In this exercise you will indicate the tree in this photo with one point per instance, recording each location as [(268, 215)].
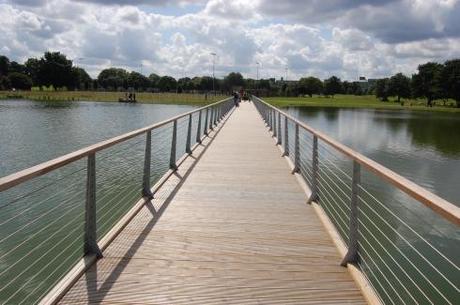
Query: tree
[(399, 86), (154, 78), (4, 65), (332, 86), (5, 83), (138, 81), (233, 79), (55, 70), (310, 85), (82, 80), (450, 78), (426, 83), (381, 89), (16, 67), (167, 84), (206, 83), (32, 66), (20, 81), (186, 84), (113, 78)]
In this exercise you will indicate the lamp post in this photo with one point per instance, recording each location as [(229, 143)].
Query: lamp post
[(257, 76), (213, 76)]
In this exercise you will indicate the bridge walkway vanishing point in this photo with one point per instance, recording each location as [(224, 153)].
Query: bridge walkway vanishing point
[(230, 227)]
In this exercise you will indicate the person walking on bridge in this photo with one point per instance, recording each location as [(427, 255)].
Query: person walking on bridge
[(236, 99)]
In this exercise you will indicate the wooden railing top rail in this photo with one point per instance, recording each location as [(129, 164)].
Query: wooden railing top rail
[(48, 166), (441, 206)]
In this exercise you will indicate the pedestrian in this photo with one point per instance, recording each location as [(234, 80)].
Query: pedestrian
[(235, 99)]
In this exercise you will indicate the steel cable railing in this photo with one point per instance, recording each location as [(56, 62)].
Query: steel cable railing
[(53, 214), (402, 238)]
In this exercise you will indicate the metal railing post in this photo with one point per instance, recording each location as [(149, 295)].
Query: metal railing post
[(146, 192), (352, 254), (188, 148), (279, 139), (286, 137), (270, 120), (315, 171), (297, 150), (211, 119), (91, 246), (172, 159), (198, 128), (205, 127)]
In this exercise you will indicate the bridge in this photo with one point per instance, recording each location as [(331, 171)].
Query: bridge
[(249, 206)]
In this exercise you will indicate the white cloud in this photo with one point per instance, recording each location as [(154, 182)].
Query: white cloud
[(346, 38)]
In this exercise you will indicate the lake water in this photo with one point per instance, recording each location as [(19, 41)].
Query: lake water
[(421, 146), (410, 254), (41, 221), (43, 217)]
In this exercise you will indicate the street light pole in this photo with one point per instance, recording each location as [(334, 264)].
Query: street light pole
[(257, 78), (213, 76)]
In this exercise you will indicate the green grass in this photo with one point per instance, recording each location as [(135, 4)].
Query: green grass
[(364, 101), (144, 97)]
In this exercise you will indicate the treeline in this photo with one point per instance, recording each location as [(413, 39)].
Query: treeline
[(433, 81), (54, 70)]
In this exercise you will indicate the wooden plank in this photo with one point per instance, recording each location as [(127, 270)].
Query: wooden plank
[(234, 230)]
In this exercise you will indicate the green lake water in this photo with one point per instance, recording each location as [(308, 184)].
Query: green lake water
[(44, 216)]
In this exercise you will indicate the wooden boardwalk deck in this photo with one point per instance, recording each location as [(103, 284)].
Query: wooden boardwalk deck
[(231, 227)]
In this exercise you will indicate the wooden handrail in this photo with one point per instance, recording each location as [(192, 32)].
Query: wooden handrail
[(48, 166), (441, 206)]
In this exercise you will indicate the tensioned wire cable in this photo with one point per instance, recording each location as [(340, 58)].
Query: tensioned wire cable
[(409, 261)]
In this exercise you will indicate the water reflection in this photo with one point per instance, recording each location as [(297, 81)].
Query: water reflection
[(422, 146)]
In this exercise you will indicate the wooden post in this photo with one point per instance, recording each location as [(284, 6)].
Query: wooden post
[(198, 128), (297, 151), (270, 120), (205, 127), (146, 192), (286, 137), (352, 254), (188, 148), (315, 171), (211, 119), (279, 138), (91, 246), (172, 159)]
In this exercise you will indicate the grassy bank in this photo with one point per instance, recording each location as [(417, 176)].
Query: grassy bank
[(144, 97), (365, 101)]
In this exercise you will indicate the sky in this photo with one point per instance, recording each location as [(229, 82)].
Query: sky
[(293, 38)]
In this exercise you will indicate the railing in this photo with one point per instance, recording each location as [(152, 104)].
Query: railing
[(403, 238), (55, 213)]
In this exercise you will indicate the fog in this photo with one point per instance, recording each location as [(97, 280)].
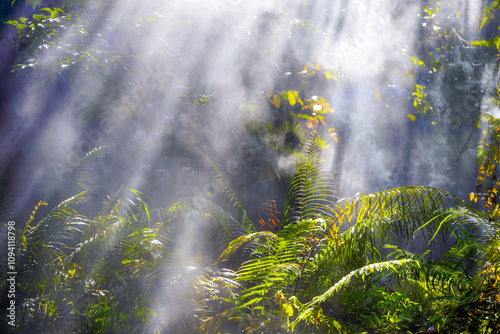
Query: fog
[(164, 85)]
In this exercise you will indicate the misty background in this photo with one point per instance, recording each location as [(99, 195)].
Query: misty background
[(158, 83)]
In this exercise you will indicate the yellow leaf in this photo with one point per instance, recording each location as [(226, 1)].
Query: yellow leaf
[(288, 309), (291, 98), (276, 100)]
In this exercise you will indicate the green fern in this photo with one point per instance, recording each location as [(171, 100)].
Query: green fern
[(311, 192)]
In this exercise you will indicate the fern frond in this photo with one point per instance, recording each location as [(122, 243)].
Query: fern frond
[(230, 196), (79, 176), (243, 248), (398, 267), (7, 201), (311, 192)]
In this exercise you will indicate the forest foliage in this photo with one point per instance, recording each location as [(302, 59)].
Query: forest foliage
[(97, 257)]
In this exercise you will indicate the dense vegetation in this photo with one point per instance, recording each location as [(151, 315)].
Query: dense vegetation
[(188, 204)]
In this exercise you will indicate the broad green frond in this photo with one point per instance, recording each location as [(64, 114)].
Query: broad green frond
[(398, 267), (244, 248), (226, 226), (230, 196)]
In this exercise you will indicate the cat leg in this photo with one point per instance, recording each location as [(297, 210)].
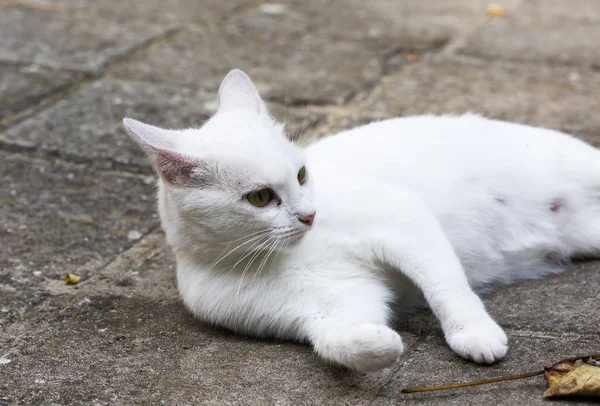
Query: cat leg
[(350, 329), (418, 248), (580, 226)]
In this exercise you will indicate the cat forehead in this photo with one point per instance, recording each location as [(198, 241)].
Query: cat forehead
[(238, 136), (248, 150)]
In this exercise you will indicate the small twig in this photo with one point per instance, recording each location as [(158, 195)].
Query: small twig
[(474, 383)]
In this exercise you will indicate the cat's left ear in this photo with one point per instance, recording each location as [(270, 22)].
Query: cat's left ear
[(238, 92)]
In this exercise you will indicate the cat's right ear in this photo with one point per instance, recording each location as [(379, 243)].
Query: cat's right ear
[(173, 167), (237, 91)]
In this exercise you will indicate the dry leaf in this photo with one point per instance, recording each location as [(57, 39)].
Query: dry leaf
[(496, 10), (579, 377), (72, 279)]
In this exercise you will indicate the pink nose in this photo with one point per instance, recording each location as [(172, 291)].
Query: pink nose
[(307, 218)]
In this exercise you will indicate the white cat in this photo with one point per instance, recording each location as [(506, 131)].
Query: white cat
[(438, 205)]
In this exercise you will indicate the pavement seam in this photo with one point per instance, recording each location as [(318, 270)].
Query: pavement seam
[(586, 336)]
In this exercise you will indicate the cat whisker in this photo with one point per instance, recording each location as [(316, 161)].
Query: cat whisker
[(249, 251), (266, 258), (252, 259), (222, 257)]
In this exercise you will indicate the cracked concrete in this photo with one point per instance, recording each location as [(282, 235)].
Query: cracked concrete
[(77, 196)]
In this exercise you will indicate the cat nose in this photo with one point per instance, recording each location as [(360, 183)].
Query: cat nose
[(307, 218)]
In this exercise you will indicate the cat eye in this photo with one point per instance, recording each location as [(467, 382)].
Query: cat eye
[(302, 175), (260, 198)]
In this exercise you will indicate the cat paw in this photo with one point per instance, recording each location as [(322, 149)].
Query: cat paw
[(369, 348), (483, 342)]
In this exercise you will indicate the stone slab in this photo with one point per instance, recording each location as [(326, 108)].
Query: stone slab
[(60, 218), (70, 40), (147, 269), (112, 349), (320, 52), (548, 96), (433, 363), (159, 11), (24, 86), (568, 303), (90, 128), (283, 68), (562, 31)]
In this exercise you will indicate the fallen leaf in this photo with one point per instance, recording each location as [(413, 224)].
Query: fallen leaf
[(579, 377), (72, 279), (496, 10)]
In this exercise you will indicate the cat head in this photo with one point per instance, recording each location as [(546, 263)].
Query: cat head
[(236, 180)]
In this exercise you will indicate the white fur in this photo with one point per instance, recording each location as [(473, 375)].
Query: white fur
[(438, 205)]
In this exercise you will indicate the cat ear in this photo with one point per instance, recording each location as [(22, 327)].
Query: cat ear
[(175, 168), (238, 92)]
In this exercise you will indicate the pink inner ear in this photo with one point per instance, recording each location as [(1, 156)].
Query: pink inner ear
[(176, 168)]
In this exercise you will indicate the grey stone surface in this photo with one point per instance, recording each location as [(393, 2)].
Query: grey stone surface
[(23, 86), (111, 349), (71, 40), (90, 127), (146, 269), (321, 52), (59, 218), (159, 11), (560, 30), (433, 363), (565, 303), (548, 96)]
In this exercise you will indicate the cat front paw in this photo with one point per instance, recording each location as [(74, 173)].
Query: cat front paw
[(483, 342), (365, 348)]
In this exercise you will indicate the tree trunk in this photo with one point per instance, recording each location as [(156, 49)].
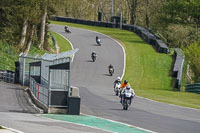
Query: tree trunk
[(42, 28), (30, 40), (23, 35), (132, 7), (147, 14)]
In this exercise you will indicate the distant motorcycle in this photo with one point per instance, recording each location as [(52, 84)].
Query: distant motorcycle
[(117, 89), (127, 97), (98, 41), (111, 71), (67, 30), (94, 56)]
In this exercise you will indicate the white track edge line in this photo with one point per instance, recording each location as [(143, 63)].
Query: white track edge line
[(78, 124), (14, 130)]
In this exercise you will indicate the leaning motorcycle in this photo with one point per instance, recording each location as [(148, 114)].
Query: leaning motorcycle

▬▬▬

◆ **THE PROBLEM**
Count each line above that has the word "leaning" in it, and write down nothing but the total.

◆ **YOUR RESPONSE**
2